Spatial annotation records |

-=-=-

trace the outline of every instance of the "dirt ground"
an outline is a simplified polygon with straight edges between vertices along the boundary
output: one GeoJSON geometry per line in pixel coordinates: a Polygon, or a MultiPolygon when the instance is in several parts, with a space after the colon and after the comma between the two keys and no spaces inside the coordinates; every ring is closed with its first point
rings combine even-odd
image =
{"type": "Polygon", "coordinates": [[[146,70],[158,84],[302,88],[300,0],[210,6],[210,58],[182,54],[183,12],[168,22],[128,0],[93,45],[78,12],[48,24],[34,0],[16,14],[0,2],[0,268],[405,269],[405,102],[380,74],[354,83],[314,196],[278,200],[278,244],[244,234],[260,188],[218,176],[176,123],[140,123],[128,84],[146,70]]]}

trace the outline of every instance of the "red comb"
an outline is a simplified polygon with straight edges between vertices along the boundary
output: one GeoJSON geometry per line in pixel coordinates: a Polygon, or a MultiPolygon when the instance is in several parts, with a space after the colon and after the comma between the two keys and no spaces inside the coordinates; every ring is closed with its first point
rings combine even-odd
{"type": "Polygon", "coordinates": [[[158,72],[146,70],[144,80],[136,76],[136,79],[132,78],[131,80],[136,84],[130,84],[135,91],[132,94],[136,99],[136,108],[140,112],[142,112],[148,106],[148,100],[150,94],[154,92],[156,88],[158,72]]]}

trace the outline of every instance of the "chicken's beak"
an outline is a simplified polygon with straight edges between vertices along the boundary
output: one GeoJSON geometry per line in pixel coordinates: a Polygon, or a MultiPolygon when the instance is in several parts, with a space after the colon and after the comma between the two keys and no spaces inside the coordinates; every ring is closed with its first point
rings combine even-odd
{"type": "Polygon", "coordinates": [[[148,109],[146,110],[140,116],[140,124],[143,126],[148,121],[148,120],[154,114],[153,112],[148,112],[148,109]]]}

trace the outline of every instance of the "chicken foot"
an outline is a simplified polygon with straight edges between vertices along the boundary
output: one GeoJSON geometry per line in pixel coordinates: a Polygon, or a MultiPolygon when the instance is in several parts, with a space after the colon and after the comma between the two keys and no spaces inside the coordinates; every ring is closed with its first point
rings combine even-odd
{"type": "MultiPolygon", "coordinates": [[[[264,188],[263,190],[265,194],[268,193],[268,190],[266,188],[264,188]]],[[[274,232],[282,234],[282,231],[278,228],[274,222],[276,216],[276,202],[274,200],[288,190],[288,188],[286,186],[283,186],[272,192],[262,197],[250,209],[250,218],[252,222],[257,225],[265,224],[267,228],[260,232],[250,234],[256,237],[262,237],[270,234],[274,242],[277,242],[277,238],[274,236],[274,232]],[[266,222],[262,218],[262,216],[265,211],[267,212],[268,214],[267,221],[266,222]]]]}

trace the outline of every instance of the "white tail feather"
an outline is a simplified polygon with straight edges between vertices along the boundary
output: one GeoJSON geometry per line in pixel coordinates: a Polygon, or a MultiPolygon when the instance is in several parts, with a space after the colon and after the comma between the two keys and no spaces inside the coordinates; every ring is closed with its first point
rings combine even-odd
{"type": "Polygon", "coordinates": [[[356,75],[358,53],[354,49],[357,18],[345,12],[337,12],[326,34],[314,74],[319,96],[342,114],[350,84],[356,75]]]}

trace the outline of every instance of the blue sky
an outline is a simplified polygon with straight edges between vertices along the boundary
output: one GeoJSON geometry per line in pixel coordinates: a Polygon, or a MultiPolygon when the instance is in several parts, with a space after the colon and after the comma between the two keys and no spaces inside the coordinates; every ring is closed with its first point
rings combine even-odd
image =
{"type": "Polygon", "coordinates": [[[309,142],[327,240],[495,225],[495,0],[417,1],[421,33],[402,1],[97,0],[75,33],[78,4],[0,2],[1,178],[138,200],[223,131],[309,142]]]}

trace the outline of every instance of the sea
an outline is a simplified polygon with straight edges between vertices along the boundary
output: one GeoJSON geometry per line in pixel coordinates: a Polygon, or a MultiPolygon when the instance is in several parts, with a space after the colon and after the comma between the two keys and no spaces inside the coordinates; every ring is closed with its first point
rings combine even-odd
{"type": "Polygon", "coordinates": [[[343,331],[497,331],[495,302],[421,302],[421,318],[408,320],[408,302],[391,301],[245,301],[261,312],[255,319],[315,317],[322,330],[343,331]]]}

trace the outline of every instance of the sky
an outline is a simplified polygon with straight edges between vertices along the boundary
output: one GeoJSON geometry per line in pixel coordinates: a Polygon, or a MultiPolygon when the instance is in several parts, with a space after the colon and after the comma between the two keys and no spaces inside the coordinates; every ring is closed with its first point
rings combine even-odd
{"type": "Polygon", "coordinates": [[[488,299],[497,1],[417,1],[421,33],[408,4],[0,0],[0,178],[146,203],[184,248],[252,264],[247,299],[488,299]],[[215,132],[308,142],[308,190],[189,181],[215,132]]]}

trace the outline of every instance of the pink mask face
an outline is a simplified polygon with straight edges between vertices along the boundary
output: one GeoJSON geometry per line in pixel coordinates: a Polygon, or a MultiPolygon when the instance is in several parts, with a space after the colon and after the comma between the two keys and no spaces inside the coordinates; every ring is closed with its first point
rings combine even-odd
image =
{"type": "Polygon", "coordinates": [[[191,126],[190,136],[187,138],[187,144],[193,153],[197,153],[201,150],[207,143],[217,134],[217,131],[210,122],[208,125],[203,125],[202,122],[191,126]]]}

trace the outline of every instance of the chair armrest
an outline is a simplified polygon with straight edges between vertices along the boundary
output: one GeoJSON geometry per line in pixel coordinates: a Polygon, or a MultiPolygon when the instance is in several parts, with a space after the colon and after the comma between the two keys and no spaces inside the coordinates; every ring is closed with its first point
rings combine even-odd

-=-=-

SET PROBLEM | Produce a verbatim transcription of the entries above.

ANSWER IN FULL |
trace the outline of every instance of the "dirt ground"
an outline is a simplified polygon with straight edges between vertices along the boundary
output: one GeoJSON geometry per line in pixel coordinates: a Polygon, or a MultiPolygon when the instance is in several parts, with a space after the colon and after the comma between the two keys and no spaces inside the coordinates; every ring is closed with its first point
rings combine even-odd
image =
{"type": "Polygon", "coordinates": [[[146,70],[158,84],[302,88],[300,0],[210,6],[210,58],[182,54],[183,12],[168,22],[128,0],[93,45],[78,12],[48,24],[34,0],[16,14],[0,2],[0,268],[405,269],[405,102],[380,74],[354,83],[314,196],[278,200],[278,244],[244,234],[260,188],[218,176],[176,123],[140,123],[128,84],[146,70]]]}

trace the outline of every instance of the "red comb"
an outline is a simplified polygon with straight edges between vertices along the boundary
output: one GeoJSON geometry per line in pixel coordinates: a Polygon, or a MultiPolygon when the instance is in several parts, with a space after the colon and after the comma between the two keys and no spaces inside the coordinates; every ring is closed with its first point
rings combine even-odd
{"type": "Polygon", "coordinates": [[[158,72],[146,70],[144,80],[136,76],[136,79],[132,78],[131,80],[136,84],[130,84],[135,91],[132,94],[136,99],[136,108],[140,112],[142,112],[148,106],[148,100],[150,94],[154,92],[156,88],[158,72]]]}

trace the outline of every instance of the "chicken's beak"
an outline is a simplified polygon with straight edges between vertices along the boundary
output: one GeoJSON geometry per line in pixel coordinates: a Polygon, or a MultiPolygon when the instance is in several parts, with a space after the colon and after the comma between the two keys and no spaces inside the coordinates; every ring is closed with its first point
rings combine even-odd
{"type": "Polygon", "coordinates": [[[148,109],[146,110],[140,116],[140,124],[143,126],[148,121],[148,120],[154,114],[153,112],[148,112],[148,109]]]}

trace the outline of every instance of the "chicken foot"
an outline is a simplified polygon with straight edges between vertices along the boundary
output: one GeoJSON geometry per line in pixel coordinates: a Polygon, or a MultiPolygon when the instance is in several parts, with a space after the colon and after the comma between the two keys and no spaces inside the coordinates; every ring is closed with its first point
rings combine even-odd
{"type": "MultiPolygon", "coordinates": [[[[264,188],[263,190],[265,194],[268,193],[268,190],[266,188],[264,188]]],[[[274,232],[282,234],[282,231],[278,228],[274,222],[276,216],[276,202],[274,200],[288,190],[288,188],[286,186],[283,186],[272,192],[262,197],[250,209],[250,218],[252,222],[257,225],[265,224],[267,228],[260,232],[250,234],[256,237],[262,237],[270,234],[274,242],[277,242],[277,238],[274,236],[274,232]],[[266,222],[262,218],[262,216],[265,211],[267,212],[268,214],[267,221],[266,222]]]]}

trace the outline of every instance of the "white tail feather"
an outline is a simplified polygon with straight edges between vertices along the boundary
output: one GeoJSON geometry per line in pixel coordinates: a Polygon, or a MultiPolygon when the instance is in several parts, with a space after the colon and after the comma between the two keys and no spaces inside the coordinates; every ring is closed with its first point
rings combine even-odd
{"type": "Polygon", "coordinates": [[[356,75],[358,53],[354,49],[357,18],[345,12],[337,12],[326,34],[314,74],[319,96],[342,114],[350,84],[356,75]]]}

trace the outline of every instance of the blue sky
an outline is a simplified polygon with straight edges between vertices along the boundary
output: one GeoJSON geometry per line in pixel coordinates: a Polygon, or a MultiPolygon when the instance is in several parts, with a space after the colon and after the comma between the two keys and no spaces inside the coordinates; every ring is closed with its first point
rings combine even-odd
image =
{"type": "Polygon", "coordinates": [[[309,142],[327,240],[495,225],[495,0],[417,1],[421,33],[402,1],[97,0],[75,33],[78,4],[0,2],[1,178],[138,200],[223,131],[309,142]]]}

trace the outline of every instance of the sea
an outline is a simplified polygon with straight edges between vertices along the boundary
output: one GeoJSON geometry per line in pixel coordinates: a Polygon, or a MultiPolygon when the instance is in several parts, with a space after the colon and after the comma between the two keys and no spaces inside the coordinates; every ring is closed with its first point
rings combine even-odd
{"type": "Polygon", "coordinates": [[[343,331],[497,331],[495,302],[421,302],[421,318],[408,320],[408,302],[391,301],[245,301],[261,312],[255,319],[315,317],[322,330],[343,331]]]}

trace the outline of every instance of the sky
an outline is a simplified polygon with straight edges between vertices along the boundary
output: one GeoJSON geometry per line in pixel coordinates: a Polygon, or a MultiPolygon when the instance is in several parts, with a space after the colon and after the comma between the two keys and no spaces inside the coordinates; every ring is closed with its first point
rings combine even-odd
{"type": "Polygon", "coordinates": [[[488,299],[497,1],[417,1],[421,33],[408,4],[0,0],[0,178],[146,203],[184,248],[252,264],[247,299],[488,299]],[[215,132],[308,142],[308,190],[189,181],[215,132]]]}

trace the outline of every instance of the pink mask face
an outline is a simplified polygon with straight edges between vertices along the boundary
output: one GeoJSON geometry per line in pixel coordinates: a Polygon, or a MultiPolygon when the instance is in several parts, with a space after the colon and after the comma between the two keys and no spaces inside the coordinates; every ring is closed with its first point
rings combine even-odd
image =
{"type": "Polygon", "coordinates": [[[191,126],[190,136],[187,138],[187,144],[193,153],[197,153],[201,150],[207,143],[217,134],[217,131],[210,122],[208,125],[203,125],[202,122],[191,126]]]}

trace the outline of every instance of the chair armrest
an outline is a simplified polygon with straight edges between vertices along the boundary
output: one GeoJSON geometry per line in pixel coordinates: a Polygon, or a MultiPolygon when the instance is in several parts, with a space after the colon and after the comma between the two keys and no spaces inside the coordinates; every ring is closed with its first point
rings combine even-odd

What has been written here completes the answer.